Exercise instructions:
1. In the news roundup, whom did Romanian Prime Minister Viorica Dăncilă name to replace Rovana Plumb?
2. Output the stretch of the news roundup from "The bizarre comments" through "if not requried.", copied verbatim.

[Document excerpt start]

In an on-brand yet low energy performance, Boris Johnson targeted the Speaker of the House of Commons, John Bercow (the "Orderrr" guy) in comparing the Brexit impasse to a British reality TV show where celebrities are stuck in the jungle. His remarks at the Conservative Party Conference had the backdrop of a leaked Brexit proposal for the Irish border, a so-called 'final offer' from the UK Primer Minister to the EU, the formal version to which Michel Barnier tepidly responded "there is progress" but the Taoiseach is not so impressed and Juncker is telling it like it is. FYI, Brexit is 'supposedly' 28 days away.
"Debate, dissent, arguments - all of that is necessary and is healthy"
The wise words of Christine Lagarde, prospective President of the European Central Bank. The remarks against the dangers of groupthink come in the context of recent disagreement in the leadership team on recent policies implemented by outgoing President Mario Draghi including money printing, zeroing interest rates and asking governments to foot some of the bills of the lagging eurozone.
“We also have a woman if this is required”
The bizarre comments by Romanian Prime Minister Viorica Dăncilă when she named the replacement for failed Commissioner Rovana Plumb. The replacement is Dan Nica an MEP who identifies as a man but the Prime Minister has countenanced for Ursula von der Leyen's push for a gender-equal Commission by providing a backup candidate, Gabriela Ciot, who identifies as a woman. FYI to the Prime Minister, women in positions of power are always needed, if not requried.

[Document excerpt end]
[Entries provided start]

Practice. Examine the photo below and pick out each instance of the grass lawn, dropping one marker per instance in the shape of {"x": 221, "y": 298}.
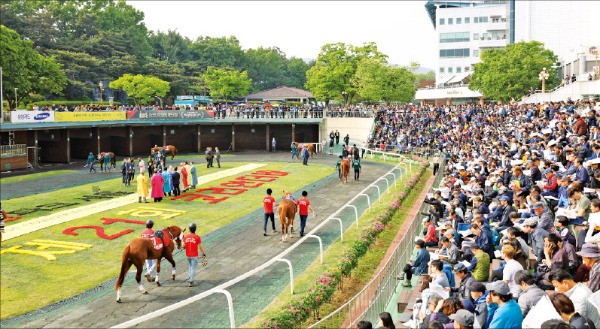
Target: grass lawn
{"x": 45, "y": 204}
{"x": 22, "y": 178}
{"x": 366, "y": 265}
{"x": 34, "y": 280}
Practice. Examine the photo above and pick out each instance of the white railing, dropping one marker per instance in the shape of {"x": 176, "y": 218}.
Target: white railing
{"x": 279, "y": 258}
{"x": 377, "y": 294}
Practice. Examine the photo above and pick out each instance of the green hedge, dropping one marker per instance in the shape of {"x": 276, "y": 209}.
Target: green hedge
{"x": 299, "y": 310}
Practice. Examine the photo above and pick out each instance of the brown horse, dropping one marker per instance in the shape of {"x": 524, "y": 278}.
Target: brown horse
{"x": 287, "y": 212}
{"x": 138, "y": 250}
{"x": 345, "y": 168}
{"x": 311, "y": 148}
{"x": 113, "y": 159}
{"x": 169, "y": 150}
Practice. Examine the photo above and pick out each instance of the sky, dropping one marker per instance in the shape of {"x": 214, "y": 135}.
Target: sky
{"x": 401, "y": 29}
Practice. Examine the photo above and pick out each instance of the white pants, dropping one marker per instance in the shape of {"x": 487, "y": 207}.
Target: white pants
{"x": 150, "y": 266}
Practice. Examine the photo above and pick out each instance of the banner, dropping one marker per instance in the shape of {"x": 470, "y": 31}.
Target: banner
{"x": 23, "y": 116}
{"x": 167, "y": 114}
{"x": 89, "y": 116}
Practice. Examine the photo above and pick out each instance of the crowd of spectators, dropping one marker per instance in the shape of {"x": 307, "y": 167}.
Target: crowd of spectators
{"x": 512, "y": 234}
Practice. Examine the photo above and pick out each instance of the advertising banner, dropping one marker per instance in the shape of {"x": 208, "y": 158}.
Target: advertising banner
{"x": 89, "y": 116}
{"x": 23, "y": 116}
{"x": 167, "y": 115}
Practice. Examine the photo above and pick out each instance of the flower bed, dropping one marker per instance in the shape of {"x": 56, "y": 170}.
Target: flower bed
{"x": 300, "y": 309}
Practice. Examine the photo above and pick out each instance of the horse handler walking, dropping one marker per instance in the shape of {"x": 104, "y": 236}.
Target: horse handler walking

[Entries provided end]

Answers for the tasks:
1. Dan Nica, an MEP.

2.
The bizarre comments by Romanian Prime Minister Viorica Dăncilă when she named the replacement for failed Commissioner Rovana Plumb. The replacement is Dan Nica an MEP who identifies as a man but the Prime Minister has countenanced for Ursula von der Leyen's push for a gender-equal Commission by providing a backup candidate, Gabriela Ciot, who identifies as a woman. FYI to the Prime Minister, women in positions of power are always needed, if not requried.